Bring together all lines of the material below that contain the string "phone".

:: THE RECORDS

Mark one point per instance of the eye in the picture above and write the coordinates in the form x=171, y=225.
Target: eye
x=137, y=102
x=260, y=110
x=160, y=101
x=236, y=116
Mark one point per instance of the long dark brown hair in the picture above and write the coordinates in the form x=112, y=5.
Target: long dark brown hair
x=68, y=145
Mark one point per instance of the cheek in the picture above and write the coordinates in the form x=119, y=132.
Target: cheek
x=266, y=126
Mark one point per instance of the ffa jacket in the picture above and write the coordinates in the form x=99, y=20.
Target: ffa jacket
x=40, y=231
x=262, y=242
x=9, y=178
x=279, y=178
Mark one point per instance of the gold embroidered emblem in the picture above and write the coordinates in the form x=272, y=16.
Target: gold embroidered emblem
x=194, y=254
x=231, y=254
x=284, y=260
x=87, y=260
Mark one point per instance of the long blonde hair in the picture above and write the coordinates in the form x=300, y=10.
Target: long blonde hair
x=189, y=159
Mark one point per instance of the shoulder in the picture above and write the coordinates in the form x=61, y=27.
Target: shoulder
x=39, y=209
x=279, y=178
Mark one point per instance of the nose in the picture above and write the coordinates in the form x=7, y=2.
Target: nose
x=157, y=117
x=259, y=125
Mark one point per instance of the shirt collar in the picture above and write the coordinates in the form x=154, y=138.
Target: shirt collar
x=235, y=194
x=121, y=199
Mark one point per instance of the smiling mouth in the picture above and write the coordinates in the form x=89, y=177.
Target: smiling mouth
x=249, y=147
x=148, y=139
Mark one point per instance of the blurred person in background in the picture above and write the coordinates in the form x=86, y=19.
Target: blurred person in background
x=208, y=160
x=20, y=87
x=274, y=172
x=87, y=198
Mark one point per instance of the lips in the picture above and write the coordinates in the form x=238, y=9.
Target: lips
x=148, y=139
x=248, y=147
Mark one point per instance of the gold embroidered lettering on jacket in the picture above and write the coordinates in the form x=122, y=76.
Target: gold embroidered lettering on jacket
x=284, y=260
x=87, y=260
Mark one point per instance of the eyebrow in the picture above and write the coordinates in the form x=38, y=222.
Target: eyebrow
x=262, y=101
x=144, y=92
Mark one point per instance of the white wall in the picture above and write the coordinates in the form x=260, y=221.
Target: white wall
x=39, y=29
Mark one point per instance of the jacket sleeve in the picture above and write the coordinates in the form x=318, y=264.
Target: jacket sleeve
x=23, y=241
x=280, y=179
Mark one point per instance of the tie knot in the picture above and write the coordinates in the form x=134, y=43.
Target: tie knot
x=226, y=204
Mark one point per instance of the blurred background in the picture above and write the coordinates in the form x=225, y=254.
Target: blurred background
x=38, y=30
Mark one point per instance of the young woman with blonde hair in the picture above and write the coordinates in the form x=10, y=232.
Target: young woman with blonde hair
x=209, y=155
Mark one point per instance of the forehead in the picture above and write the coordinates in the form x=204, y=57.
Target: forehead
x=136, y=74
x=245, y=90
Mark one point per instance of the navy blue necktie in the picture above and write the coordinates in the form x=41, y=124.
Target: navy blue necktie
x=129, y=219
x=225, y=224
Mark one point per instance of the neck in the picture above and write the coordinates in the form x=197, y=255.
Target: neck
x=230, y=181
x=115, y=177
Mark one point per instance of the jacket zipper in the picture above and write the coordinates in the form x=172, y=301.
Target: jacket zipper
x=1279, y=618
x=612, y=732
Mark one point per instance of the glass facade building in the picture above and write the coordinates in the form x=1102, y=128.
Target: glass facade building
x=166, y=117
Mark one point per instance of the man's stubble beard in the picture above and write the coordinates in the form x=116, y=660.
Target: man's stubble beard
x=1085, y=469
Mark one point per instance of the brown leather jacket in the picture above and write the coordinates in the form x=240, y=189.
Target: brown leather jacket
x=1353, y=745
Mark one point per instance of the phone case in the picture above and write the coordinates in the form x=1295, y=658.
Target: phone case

::::

- _ANSWER TO THIS TASK_
Mark one point per instance of the phone case in the picture above and write the coordinates in the form x=1295, y=658.
Target: phone case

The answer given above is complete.